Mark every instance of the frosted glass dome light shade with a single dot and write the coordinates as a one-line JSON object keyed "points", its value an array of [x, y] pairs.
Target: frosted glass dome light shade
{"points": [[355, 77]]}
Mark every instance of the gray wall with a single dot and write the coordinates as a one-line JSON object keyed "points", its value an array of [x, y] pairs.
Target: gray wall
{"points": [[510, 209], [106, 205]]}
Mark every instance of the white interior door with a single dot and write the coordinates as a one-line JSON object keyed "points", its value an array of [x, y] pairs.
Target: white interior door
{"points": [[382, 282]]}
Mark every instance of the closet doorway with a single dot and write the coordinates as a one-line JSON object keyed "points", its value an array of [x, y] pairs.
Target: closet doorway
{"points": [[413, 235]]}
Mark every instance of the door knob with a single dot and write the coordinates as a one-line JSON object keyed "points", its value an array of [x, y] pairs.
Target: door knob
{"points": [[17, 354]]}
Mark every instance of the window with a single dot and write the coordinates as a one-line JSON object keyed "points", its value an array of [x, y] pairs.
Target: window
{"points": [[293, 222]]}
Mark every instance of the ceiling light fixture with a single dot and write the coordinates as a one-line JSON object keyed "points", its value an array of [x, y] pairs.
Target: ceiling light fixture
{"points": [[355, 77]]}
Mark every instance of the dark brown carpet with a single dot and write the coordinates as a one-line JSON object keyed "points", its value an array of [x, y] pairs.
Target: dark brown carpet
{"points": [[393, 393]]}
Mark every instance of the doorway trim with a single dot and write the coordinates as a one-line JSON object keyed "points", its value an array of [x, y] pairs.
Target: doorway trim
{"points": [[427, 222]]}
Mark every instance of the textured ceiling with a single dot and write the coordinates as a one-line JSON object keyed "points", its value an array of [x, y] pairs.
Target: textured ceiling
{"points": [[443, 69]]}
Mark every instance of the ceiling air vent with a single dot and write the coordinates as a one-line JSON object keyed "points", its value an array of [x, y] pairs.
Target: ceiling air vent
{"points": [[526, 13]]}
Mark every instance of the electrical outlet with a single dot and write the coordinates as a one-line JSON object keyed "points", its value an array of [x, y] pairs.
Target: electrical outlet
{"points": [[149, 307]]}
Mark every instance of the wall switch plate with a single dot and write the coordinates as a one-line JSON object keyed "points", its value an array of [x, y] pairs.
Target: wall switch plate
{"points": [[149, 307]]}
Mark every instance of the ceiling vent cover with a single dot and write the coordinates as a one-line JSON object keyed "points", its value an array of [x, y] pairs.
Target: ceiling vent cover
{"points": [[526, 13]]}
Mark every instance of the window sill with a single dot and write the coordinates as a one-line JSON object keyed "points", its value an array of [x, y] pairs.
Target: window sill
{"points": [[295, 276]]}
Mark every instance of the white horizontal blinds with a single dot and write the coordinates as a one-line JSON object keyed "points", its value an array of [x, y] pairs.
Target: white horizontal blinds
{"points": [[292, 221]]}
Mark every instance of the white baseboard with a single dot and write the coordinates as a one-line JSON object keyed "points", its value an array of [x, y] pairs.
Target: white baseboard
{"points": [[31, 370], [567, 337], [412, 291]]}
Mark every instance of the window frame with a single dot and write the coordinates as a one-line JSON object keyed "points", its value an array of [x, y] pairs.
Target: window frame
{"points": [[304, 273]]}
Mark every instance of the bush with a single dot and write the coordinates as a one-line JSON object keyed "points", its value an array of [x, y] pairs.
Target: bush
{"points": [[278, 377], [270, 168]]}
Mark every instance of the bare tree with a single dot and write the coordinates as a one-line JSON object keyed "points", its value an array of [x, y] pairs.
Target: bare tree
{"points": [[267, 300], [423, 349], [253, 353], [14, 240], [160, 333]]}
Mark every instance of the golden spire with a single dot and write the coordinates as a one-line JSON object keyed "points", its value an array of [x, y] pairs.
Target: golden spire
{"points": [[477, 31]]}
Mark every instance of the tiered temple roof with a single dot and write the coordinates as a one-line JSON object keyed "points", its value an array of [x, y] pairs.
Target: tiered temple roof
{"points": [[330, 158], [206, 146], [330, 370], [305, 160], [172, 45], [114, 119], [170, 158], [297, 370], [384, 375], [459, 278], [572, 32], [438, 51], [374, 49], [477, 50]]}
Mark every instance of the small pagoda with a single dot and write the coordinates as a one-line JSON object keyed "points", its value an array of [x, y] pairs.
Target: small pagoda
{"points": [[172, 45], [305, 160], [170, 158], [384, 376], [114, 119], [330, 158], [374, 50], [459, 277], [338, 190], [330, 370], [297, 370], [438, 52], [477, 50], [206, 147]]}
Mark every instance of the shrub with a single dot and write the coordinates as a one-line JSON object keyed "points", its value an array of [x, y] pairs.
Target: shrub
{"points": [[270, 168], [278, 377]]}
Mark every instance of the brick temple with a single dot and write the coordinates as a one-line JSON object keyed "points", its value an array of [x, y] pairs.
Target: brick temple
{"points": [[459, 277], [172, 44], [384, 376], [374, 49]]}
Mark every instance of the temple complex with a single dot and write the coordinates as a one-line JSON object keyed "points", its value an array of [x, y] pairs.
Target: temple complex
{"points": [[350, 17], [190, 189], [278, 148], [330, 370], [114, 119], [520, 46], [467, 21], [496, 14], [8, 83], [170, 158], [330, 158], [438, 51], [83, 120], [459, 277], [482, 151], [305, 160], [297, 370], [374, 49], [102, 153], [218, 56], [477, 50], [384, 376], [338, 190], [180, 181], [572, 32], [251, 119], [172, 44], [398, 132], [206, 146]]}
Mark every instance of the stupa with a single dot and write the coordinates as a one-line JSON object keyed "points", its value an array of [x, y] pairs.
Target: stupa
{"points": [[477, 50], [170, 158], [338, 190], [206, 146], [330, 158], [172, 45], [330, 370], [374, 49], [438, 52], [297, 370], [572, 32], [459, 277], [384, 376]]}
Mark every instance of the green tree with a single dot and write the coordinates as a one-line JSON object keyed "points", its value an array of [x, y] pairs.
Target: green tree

==

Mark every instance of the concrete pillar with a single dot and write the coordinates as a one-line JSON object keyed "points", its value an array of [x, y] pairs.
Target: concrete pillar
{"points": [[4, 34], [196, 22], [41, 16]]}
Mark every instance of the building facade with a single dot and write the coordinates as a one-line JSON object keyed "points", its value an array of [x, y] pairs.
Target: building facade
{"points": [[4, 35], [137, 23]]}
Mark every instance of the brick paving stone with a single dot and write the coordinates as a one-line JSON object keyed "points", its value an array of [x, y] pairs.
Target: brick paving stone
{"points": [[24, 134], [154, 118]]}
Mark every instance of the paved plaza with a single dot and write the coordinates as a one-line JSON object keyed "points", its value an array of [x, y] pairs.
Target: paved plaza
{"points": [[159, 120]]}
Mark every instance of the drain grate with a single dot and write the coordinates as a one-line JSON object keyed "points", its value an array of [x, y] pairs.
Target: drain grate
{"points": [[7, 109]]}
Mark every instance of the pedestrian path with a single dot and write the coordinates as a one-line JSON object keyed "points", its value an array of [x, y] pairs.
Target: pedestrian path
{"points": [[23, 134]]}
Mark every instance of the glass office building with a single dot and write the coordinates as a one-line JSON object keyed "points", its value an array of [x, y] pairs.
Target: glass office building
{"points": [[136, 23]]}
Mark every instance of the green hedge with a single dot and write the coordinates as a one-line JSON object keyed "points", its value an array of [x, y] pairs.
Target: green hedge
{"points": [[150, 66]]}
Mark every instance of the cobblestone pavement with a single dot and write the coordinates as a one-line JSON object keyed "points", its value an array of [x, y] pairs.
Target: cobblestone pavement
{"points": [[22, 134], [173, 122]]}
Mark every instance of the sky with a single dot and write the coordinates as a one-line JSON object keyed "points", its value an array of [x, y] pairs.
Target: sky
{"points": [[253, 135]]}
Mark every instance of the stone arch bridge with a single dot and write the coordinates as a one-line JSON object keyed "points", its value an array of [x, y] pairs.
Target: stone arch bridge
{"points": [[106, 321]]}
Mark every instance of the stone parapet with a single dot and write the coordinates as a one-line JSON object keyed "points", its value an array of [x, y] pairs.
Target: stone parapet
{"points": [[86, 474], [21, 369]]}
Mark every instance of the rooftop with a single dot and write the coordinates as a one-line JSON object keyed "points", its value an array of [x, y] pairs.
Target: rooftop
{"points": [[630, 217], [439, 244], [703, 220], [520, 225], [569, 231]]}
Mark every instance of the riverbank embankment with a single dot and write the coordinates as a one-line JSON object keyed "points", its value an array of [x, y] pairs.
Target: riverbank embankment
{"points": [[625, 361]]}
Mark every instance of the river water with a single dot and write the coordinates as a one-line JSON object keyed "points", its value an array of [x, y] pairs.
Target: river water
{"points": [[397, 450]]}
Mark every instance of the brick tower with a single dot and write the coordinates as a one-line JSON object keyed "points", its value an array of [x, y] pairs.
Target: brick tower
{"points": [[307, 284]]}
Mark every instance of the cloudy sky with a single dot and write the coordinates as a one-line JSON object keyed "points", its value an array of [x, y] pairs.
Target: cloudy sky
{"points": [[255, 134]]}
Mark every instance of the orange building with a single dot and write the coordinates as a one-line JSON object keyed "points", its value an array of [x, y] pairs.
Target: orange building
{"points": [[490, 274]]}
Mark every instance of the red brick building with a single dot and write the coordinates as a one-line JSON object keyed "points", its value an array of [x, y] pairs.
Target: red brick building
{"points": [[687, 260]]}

• **What this task involves**:
Copy out, without any change, the part of the listing that opens with the line containing "Mark every instance of the temple" and closes with the line containing "Target: green tree".

• **Exercise solution**:
Mark every instance of the temple complex with a single dot and write the coordinates as a one-line JSON object keyed "points", its value an array of [x, y] pairs.
Target: temple complex
{"points": [[350, 17], [190, 189], [278, 148], [330, 370], [114, 119], [520, 46], [467, 21], [496, 14], [8, 83], [170, 158], [330, 158], [438, 51], [83, 120], [459, 277], [482, 151], [305, 160], [297, 370], [374, 49], [102, 153], [218, 56], [477, 50], [384, 376], [338, 190], [180, 181], [572, 32], [251, 119], [172, 44], [398, 132], [206, 146]]}
Mark every instance of the stupa with a single dot and write the coordinates as a one-line JSON object keyed "points", its value an array of [x, y] pairs.
Target: stupa
{"points": [[477, 50], [170, 158], [338, 190], [206, 146], [330, 158], [172, 45], [330, 370], [374, 49], [438, 52], [297, 370], [572, 32], [459, 277], [384, 376]]}
Mark every instance of the green tree with a single dot and write the coordinates as a one-line JSON object keyed "points", its value an array of [x, y] pairs.
Target: green tree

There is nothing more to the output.